- [TASK GOAL]: Copy the data below line for line, without changing a single character.
======
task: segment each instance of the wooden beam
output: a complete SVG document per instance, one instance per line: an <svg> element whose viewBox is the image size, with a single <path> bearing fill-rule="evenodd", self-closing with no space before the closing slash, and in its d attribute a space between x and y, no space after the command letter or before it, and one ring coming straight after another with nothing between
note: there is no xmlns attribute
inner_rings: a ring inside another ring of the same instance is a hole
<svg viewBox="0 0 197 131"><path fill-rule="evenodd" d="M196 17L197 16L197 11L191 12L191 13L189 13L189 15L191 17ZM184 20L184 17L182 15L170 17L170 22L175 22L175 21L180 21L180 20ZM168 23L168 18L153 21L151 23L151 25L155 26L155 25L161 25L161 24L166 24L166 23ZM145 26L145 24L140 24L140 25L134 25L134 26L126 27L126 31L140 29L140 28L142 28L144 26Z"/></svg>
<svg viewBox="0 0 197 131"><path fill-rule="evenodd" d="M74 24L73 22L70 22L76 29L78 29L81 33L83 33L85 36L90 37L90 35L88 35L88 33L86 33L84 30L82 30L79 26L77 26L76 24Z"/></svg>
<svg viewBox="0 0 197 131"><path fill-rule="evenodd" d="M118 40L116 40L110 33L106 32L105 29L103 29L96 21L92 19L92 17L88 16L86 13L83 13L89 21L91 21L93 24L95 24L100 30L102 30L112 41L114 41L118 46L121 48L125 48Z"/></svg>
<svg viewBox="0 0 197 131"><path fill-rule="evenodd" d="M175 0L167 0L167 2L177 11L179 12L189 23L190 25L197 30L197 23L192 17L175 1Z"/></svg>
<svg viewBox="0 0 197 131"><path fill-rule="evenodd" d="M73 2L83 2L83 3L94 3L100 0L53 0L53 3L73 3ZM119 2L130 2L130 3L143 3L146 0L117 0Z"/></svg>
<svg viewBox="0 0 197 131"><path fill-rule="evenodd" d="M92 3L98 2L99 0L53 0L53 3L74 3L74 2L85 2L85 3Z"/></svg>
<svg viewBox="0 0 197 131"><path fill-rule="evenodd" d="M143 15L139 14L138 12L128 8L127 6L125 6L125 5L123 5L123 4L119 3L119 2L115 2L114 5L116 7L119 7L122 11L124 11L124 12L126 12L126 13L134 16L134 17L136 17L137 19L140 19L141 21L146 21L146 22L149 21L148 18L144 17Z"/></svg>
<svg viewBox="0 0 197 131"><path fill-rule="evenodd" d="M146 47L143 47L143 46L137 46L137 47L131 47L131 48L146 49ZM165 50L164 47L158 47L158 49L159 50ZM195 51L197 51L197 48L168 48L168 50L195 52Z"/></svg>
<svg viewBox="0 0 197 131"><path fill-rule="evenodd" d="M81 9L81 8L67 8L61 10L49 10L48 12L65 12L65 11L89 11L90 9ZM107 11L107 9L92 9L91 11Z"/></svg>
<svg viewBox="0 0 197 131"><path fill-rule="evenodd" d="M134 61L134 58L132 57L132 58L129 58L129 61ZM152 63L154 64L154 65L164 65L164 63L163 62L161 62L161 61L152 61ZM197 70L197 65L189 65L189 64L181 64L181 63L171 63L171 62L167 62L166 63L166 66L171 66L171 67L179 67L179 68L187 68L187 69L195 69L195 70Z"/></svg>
======
- [THE COMPLETED TASK]:
task: segment each instance of the wooden beam
output: a complete SVG document per instance, one instance per line: an <svg> element whose viewBox is the image size, with a single <path> bearing fill-rule="evenodd", self-closing with no space before the closing slash, and in its d attribute a space between x and y, no space after the command letter or before it, and one ring coming straight after another with nothing between
note: there is no xmlns attribute
inner_rings: a ring inside another ring of the same instance is a hole
<svg viewBox="0 0 197 131"><path fill-rule="evenodd" d="M196 17L197 16L197 11L191 12L191 13L189 13L189 15L191 17ZM184 20L184 17L182 15L170 17L170 22L175 22L175 21L180 21L180 20ZM168 23L168 18L153 21L151 23L151 25L155 26L155 25L161 25L161 24L166 24L166 23ZM145 26L145 24L140 24L140 25L134 25L134 26L126 27L126 31L140 29L140 28L142 28L144 26Z"/></svg>
<svg viewBox="0 0 197 131"><path fill-rule="evenodd" d="M74 24L73 22L70 22L76 29L78 29L81 33L83 33L85 36L90 37L90 35L88 35L88 33L86 33L84 30L82 30L79 26L77 26L76 24Z"/></svg>
<svg viewBox="0 0 197 131"><path fill-rule="evenodd" d="M118 40L116 40L110 33L106 32L105 29L103 29L96 21L92 19L92 17L88 16L86 13L83 13L89 21L91 21L93 24L95 24L100 30L102 30L112 41L114 41L118 46L121 48L125 48Z"/></svg>
<svg viewBox="0 0 197 131"><path fill-rule="evenodd" d="M175 0L167 0L167 2L177 11L179 12L189 23L190 25L197 30L197 23L192 17L175 1Z"/></svg>
<svg viewBox="0 0 197 131"><path fill-rule="evenodd" d="M73 2L83 2L83 3L94 3L100 0L53 0L53 3L73 3ZM119 2L130 2L130 3L143 3L146 0L117 0Z"/></svg>
<svg viewBox="0 0 197 131"><path fill-rule="evenodd" d="M92 3L98 2L99 0L53 0L53 3L74 3L74 2L85 2L85 3Z"/></svg>
<svg viewBox="0 0 197 131"><path fill-rule="evenodd" d="M143 15L139 14L138 12L128 8L127 6L125 6L125 5L123 5L123 4L119 3L119 2L115 2L114 5L116 7L119 7L122 11L124 11L124 12L126 12L126 13L134 16L134 17L136 17L137 19L140 19L141 21L146 21L146 22L149 21L148 18L144 17Z"/></svg>
<svg viewBox="0 0 197 131"><path fill-rule="evenodd" d="M146 47L143 47L143 46L137 46L137 47L131 47L131 48L146 49ZM165 50L164 47L158 47L158 49L159 50ZM195 51L197 51L197 48L168 48L168 50L195 52Z"/></svg>
<svg viewBox="0 0 197 131"><path fill-rule="evenodd" d="M81 9L81 8L67 8L61 10L49 10L48 12L65 12L65 11L89 11L90 9ZM107 11L107 9L92 9L91 11Z"/></svg>
<svg viewBox="0 0 197 131"><path fill-rule="evenodd" d="M134 61L134 58L132 57L132 58L129 58L129 61ZM152 63L154 64L154 65L164 65L164 63L163 62L161 62L161 61L152 61ZM197 70L197 65L189 65L189 64L181 64L181 63L171 63L171 62L167 62L166 63L166 66L171 66L171 67L179 67L179 68L187 68L187 69L195 69L195 70Z"/></svg>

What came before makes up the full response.